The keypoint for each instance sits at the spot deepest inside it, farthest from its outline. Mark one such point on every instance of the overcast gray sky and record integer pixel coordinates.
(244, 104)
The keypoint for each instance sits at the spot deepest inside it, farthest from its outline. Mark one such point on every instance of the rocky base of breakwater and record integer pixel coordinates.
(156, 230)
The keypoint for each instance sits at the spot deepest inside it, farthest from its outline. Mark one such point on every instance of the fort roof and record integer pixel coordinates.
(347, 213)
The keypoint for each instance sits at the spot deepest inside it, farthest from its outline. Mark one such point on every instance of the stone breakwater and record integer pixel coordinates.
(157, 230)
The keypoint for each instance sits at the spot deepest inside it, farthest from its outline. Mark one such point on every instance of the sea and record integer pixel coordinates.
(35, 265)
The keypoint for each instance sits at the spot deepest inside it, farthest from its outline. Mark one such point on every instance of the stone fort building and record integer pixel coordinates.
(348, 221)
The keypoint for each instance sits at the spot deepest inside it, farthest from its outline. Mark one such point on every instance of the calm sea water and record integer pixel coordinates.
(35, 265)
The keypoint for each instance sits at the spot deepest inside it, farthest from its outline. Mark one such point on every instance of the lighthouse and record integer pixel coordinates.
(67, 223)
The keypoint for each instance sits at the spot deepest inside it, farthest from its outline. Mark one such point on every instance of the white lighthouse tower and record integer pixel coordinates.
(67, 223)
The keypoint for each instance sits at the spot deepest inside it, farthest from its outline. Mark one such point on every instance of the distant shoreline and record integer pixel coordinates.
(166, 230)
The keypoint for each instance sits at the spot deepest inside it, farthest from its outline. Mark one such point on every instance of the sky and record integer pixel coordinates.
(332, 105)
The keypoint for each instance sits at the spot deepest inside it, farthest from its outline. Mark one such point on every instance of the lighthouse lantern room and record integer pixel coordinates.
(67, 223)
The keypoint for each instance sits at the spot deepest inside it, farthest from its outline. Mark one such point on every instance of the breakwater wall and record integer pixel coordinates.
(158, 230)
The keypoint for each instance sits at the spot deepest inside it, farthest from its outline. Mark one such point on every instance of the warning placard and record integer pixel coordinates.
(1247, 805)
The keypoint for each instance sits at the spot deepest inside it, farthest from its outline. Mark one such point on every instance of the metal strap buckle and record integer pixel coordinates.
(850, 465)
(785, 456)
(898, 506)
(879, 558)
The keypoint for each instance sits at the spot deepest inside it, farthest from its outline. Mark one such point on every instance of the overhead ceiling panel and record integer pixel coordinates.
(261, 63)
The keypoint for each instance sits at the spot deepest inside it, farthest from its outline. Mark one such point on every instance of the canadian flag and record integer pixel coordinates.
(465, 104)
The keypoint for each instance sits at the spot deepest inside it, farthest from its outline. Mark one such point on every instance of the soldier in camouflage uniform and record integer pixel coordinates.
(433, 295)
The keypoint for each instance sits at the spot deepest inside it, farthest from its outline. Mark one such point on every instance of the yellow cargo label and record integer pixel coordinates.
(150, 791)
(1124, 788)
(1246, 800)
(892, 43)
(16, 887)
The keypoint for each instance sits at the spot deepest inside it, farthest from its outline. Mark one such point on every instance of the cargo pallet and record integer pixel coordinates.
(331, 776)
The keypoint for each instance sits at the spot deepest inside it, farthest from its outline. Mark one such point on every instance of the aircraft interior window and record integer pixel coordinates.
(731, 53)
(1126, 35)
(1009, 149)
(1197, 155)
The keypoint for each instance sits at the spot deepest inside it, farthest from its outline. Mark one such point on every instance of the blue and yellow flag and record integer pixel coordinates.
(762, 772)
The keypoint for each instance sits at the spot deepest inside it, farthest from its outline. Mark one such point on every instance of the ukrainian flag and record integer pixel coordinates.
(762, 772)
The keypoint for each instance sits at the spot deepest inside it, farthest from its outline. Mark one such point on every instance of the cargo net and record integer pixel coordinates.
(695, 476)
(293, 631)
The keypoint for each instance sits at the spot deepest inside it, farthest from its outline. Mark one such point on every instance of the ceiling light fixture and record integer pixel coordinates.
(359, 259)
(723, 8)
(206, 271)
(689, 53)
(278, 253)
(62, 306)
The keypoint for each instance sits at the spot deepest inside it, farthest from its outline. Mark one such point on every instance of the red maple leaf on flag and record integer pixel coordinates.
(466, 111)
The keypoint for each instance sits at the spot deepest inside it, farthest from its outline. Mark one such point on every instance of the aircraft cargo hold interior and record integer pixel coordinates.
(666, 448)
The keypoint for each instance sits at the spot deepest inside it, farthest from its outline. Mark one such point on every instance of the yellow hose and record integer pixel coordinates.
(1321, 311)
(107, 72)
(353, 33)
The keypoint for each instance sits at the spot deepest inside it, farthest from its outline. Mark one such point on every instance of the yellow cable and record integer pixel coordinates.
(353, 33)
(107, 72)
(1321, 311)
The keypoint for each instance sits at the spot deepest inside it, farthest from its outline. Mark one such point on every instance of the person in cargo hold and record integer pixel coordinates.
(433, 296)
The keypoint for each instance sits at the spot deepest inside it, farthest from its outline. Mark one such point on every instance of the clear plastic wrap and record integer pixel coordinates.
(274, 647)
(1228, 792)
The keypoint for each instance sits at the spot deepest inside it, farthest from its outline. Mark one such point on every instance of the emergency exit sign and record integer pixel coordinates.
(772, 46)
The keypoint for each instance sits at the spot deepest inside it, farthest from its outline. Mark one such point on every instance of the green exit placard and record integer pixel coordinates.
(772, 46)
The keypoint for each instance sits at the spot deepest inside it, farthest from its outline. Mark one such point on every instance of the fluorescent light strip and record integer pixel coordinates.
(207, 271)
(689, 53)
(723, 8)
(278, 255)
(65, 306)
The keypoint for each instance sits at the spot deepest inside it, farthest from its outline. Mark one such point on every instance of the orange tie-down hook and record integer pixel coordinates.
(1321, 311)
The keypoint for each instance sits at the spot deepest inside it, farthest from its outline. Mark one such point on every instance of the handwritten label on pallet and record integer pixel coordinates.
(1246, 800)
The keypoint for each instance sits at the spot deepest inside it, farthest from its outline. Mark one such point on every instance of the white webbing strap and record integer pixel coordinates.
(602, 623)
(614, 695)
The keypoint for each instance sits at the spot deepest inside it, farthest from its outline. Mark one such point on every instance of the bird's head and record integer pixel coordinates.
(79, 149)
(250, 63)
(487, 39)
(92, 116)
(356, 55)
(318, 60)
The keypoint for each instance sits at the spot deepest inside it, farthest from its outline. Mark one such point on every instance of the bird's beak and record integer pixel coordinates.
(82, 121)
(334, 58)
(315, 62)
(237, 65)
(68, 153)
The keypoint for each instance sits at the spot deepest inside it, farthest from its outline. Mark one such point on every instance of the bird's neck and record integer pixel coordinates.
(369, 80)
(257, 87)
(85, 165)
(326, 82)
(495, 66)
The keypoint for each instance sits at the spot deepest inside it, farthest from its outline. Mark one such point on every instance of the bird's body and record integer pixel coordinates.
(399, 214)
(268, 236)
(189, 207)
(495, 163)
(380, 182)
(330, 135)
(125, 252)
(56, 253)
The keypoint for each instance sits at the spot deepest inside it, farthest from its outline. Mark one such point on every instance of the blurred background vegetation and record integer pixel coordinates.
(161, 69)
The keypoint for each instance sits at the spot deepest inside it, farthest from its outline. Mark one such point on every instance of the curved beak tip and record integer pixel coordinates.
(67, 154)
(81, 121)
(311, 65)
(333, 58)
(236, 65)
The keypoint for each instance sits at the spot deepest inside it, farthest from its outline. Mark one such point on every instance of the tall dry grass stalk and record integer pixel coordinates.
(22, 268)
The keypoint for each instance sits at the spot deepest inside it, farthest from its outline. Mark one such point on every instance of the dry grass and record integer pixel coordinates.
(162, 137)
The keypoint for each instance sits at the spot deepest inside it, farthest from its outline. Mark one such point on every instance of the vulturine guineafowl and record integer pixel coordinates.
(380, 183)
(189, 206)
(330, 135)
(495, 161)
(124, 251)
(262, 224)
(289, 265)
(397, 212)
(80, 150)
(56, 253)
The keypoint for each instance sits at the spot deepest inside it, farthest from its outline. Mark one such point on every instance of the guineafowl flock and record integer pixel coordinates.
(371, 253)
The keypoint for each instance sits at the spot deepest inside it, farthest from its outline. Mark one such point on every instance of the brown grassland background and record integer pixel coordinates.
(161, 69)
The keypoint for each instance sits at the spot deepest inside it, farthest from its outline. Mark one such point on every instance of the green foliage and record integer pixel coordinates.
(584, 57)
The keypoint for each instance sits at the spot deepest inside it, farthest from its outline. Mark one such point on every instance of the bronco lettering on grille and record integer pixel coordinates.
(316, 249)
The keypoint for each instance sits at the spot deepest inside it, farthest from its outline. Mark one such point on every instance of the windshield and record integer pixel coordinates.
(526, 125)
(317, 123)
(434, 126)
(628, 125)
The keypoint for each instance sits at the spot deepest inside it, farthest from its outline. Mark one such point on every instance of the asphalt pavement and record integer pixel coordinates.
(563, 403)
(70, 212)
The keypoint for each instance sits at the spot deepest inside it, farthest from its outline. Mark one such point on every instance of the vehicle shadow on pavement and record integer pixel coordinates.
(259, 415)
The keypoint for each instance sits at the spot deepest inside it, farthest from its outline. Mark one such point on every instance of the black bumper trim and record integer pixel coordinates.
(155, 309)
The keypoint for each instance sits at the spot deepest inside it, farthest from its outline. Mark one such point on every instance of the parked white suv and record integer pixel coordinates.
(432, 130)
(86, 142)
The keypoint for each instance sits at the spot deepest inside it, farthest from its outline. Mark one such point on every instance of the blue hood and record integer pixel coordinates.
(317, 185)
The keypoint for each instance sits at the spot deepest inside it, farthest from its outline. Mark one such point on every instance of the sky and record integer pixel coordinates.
----
Reproduce only the part of the entries that opens with the line containing "trim and record integer pixel coordinates." and closes with the end of the entries, swapping "farthest" for "furthest" and keeping everything else the same.

▶ OUTPUT FOR THIS EXERCISE:
The keypoint for each instance sits at the spot deepest inside it, furthest from its outline. Mark one such point on every instance of the black bumper trim and record integer pixel coordinates.
(155, 309)
The keypoint for each instance sits at the spot deepest inside it, furthest from its outline. Mark one such point on every instance of the parked white suv and record integer pixel coordinates.
(432, 130)
(86, 142)
The keypoint for each instance sits at the spot deepest inside it, furthest from its outline. Mark one such point on every instance of the blue hood and record integer pixel coordinates.
(317, 185)
The keypoint for each instance sits at the spot deepest inside it, furthest from its outline. Mark one such point on every instance of the sky and record integer pixel coordinates.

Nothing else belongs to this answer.